_Work item_:
Word for word, set down every record that appears below.

....................

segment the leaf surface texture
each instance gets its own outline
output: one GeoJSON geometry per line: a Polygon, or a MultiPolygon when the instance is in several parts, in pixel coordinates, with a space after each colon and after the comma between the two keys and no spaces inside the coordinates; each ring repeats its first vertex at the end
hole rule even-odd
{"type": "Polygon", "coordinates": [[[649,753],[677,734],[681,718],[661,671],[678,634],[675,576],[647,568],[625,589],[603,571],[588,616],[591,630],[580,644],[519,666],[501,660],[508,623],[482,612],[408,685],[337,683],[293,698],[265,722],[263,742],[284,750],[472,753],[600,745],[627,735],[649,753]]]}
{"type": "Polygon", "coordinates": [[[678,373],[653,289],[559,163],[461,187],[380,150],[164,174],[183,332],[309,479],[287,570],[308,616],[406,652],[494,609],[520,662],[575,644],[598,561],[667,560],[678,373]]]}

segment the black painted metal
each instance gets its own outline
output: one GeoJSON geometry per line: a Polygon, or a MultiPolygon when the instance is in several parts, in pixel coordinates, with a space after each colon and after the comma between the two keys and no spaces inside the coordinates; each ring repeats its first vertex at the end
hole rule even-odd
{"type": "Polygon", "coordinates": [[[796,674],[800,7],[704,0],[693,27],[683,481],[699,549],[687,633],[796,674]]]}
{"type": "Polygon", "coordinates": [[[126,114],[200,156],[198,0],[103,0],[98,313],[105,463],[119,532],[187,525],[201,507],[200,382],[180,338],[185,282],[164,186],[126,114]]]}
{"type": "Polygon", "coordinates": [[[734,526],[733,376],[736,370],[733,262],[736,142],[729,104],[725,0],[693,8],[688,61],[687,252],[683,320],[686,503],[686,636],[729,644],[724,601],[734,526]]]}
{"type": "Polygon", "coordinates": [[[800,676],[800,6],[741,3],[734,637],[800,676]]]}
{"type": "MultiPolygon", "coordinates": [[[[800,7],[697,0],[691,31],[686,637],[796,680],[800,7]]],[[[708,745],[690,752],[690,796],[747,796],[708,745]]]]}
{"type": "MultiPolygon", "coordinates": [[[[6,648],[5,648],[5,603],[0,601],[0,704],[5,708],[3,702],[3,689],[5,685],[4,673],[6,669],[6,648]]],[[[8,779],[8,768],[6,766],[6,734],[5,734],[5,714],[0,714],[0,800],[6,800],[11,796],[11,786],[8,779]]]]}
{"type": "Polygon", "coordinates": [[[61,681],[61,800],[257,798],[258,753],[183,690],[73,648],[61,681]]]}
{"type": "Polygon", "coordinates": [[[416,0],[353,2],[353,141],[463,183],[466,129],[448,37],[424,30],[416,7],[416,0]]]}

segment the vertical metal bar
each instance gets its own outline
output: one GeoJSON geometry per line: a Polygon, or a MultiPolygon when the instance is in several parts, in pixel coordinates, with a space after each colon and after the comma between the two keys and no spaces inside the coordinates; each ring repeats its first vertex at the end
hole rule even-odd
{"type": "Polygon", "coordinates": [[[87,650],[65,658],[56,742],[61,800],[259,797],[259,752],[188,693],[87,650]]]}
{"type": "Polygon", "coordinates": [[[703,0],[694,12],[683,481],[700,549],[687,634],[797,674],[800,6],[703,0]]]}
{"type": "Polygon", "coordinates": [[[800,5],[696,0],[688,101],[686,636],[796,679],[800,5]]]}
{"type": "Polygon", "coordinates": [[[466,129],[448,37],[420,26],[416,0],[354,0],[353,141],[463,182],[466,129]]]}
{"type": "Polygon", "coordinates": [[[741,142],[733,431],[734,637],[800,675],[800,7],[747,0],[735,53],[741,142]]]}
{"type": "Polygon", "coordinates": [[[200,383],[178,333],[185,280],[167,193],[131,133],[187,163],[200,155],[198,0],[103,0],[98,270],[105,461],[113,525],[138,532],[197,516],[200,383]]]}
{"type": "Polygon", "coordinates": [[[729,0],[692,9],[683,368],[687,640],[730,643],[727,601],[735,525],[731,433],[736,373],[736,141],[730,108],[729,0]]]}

....................

_Answer to this problem_:
segment the leaf surface texture
each instance gets its own outline
output: one GeoJSON geometry per line: a Polygon, or a MultiPolygon when the instance is in several parts, in pixel coordinates, with a space after each colon and after the comma between the two keys and no spaces inside the coordinates; each ring repeats its first vertex at the end
hole rule even-odd
{"type": "Polygon", "coordinates": [[[649,753],[677,734],[681,718],[661,671],[678,634],[675,576],[647,568],[625,589],[603,571],[588,616],[591,630],[580,644],[519,666],[501,660],[508,623],[482,612],[408,685],[337,683],[293,698],[265,722],[263,742],[284,750],[472,753],[600,745],[627,735],[649,753]]]}
{"type": "Polygon", "coordinates": [[[678,373],[653,289],[559,163],[461,187],[380,150],[164,174],[183,332],[309,479],[287,570],[308,616],[406,652],[494,609],[520,662],[575,644],[598,561],[667,560],[678,373]]]}

segment the black painted metal
each instance gets its own outline
output: one GeoJSON geometry per line: a Polygon, or a MultiPolygon when the instance is in several parts, in pixel coordinates, with a space after each colon and after the comma between the two keys and no spaces inside the coordinates; each ring repeats its first vertex at the end
hole rule even-odd
{"type": "Polygon", "coordinates": [[[796,674],[800,7],[704,0],[693,27],[683,481],[699,549],[687,633],[796,674]]]}
{"type": "Polygon", "coordinates": [[[126,114],[200,156],[198,0],[103,0],[98,313],[105,463],[119,532],[187,525],[201,507],[200,382],[180,338],[185,282],[164,186],[126,114]]]}
{"type": "Polygon", "coordinates": [[[734,526],[733,376],[736,370],[733,262],[736,142],[729,104],[725,0],[693,8],[688,61],[687,252],[683,320],[686,503],[686,636],[729,644],[724,601],[734,526]]]}
{"type": "Polygon", "coordinates": [[[800,676],[800,6],[741,3],[734,637],[800,676]]]}
{"type": "MultiPolygon", "coordinates": [[[[800,7],[697,0],[691,31],[686,637],[796,680],[800,7]]],[[[708,745],[690,752],[690,796],[747,796],[708,745]]]]}
{"type": "MultiPolygon", "coordinates": [[[[6,648],[5,648],[5,603],[0,601],[0,704],[5,708],[3,702],[3,689],[5,685],[4,673],[6,669],[6,648]]],[[[8,779],[8,768],[6,766],[6,734],[5,734],[5,714],[0,714],[0,800],[6,800],[11,796],[11,786],[8,779]]]]}
{"type": "Polygon", "coordinates": [[[61,681],[61,800],[257,798],[258,753],[183,690],[73,648],[61,681]]]}
{"type": "Polygon", "coordinates": [[[416,0],[353,2],[353,141],[463,183],[466,129],[448,37],[424,30],[416,7],[416,0]]]}

segment the vertical metal bar
each instance gets its own outline
output: one GeoJSON geometry per line: a Polygon, or a MultiPolygon when the instance is in several parts, in pixel coordinates, with a space after each colon and after the comma between the two keys and no spaces inside the coordinates; each ring repeats its first vertex at the end
hole rule even-odd
{"type": "Polygon", "coordinates": [[[87,650],[65,658],[56,742],[61,800],[259,797],[259,752],[188,693],[87,650]]]}
{"type": "Polygon", "coordinates": [[[703,0],[694,12],[683,481],[700,549],[687,634],[797,674],[800,6],[703,0]]]}
{"type": "Polygon", "coordinates": [[[800,5],[696,0],[688,101],[686,636],[796,679],[800,5]]]}
{"type": "Polygon", "coordinates": [[[466,129],[448,37],[420,26],[416,0],[354,0],[353,141],[463,182],[466,129]]]}
{"type": "Polygon", "coordinates": [[[741,142],[733,431],[734,637],[800,675],[800,7],[747,0],[735,53],[741,142]]]}
{"type": "Polygon", "coordinates": [[[200,383],[178,333],[185,280],[167,193],[131,133],[187,163],[200,155],[198,0],[103,0],[98,270],[105,461],[113,525],[138,532],[197,516],[200,383]]]}
{"type": "Polygon", "coordinates": [[[729,0],[692,9],[683,368],[687,640],[730,643],[727,601],[735,525],[731,433],[736,373],[736,141],[730,108],[729,0]]]}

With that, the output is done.